**** Page excerpt ****

- The S-REITs Index fell 1.6% in May, reversing the 3.2% gain recorded in April, as markets increasingly priced in the possibility of interest rate hikes. AIMS APAC REIT (AAREIT SP, non-rated) was the best performer, rising 4.6% following its strong FY26 results. Acrophyte Hospitality Trust (ARAUS SP, non-rated) was the worst performer, declining 20% after severe weather conditions and rising operating costs weighed on its 1Q26 performance. Overseas retail was the best-performing sub-sector during the month, gaining 0.3%, while overseas commercial was the weakest, falling 3.5%, as US-office REITs reacted negatively to the prospect of higher interest rates.

**** Dataset ****

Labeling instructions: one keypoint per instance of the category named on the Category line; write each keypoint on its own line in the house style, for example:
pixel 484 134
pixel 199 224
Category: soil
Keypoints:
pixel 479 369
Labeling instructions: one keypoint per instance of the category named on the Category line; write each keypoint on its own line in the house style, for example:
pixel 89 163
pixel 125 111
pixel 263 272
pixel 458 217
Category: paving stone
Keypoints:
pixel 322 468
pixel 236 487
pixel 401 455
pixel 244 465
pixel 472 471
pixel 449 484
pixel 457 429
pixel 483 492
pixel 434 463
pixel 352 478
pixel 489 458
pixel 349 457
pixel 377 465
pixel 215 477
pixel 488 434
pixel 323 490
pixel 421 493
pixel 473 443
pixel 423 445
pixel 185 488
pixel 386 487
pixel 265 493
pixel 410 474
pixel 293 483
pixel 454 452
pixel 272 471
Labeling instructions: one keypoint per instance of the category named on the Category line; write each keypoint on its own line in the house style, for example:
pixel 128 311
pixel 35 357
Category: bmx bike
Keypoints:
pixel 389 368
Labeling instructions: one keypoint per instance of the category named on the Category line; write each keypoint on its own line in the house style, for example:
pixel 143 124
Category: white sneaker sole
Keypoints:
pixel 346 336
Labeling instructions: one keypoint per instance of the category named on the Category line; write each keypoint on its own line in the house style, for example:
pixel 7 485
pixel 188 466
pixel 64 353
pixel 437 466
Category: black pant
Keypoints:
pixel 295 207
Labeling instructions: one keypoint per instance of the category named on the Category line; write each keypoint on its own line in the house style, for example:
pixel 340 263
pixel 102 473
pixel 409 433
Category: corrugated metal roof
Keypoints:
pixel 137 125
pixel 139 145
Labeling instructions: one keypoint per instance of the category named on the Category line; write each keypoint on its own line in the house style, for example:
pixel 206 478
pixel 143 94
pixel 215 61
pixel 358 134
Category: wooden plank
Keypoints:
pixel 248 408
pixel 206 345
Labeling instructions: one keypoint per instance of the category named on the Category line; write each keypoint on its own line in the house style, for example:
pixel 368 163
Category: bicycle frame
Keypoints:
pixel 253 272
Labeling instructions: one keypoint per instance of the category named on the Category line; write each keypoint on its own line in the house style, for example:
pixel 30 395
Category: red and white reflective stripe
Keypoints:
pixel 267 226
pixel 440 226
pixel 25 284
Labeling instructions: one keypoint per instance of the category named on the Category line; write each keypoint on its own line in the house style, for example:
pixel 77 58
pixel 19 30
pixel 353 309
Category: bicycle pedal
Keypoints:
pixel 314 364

****
**** Dataset ****

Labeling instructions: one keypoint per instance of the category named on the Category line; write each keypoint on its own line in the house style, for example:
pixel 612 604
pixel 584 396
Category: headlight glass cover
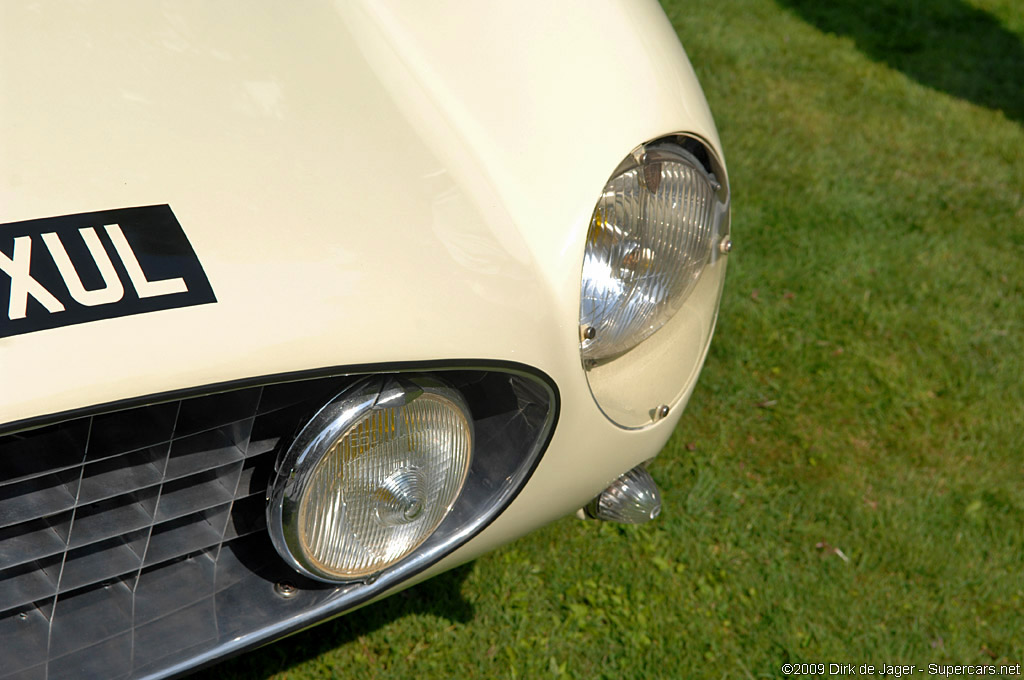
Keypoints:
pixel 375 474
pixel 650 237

****
**** Dataset ****

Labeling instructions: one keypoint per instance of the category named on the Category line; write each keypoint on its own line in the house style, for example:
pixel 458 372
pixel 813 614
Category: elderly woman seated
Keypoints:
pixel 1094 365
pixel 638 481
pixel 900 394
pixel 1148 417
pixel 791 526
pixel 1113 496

****

Work task 1: According to the S-REITs note above, which sub-sector performed best in May?
Work task 2: Please reproduce the S-REITs note word for word, from "- The S-REITs" up to and including "higher interest rates.".
Work task 3: Summarize the S-REITs note in two sentences.

Exercise output 1: Overseas retail, which gained 0.3%.

Exercise output 2:
- The S-REITs Index fell 1.6% in May, reversing the 3.2% gain recorded in April, as markets increasingly priced in the possibility of interest rate hikes. AIMS APAC REIT (AAREIT SP, non-rated) was the best performer, rising 4.6% following its strong FY26 results. Acrophyte Hospitality Trust (ARAUS SP, non-rated) was the worst performer, declining 20% after severe weather conditions and rising operating costs weighed on its 1Q26 performance. Overseas retail was the best-performing sub-sector during the month, gaining 0.3%, while overseas commercial was the weakest, falling 3.5%, as US-office REITs reacted negatively to the prospect of higher interest rates.

Exercise output 3: The S-REITs Index fell 1.6% in May, reversing April's 3.2% gain, as markets increasingly priced in possible interest rate hikes. AIMS APAC REIT led with a 4.6% rise after strong FY26 results, Acrophyte Hospitality Trust dropped 20% on weather and cost pressures, and overseas retail (up 0.3%) and overseas commercial (down 3.5%) were the best and weakest sub-sectors.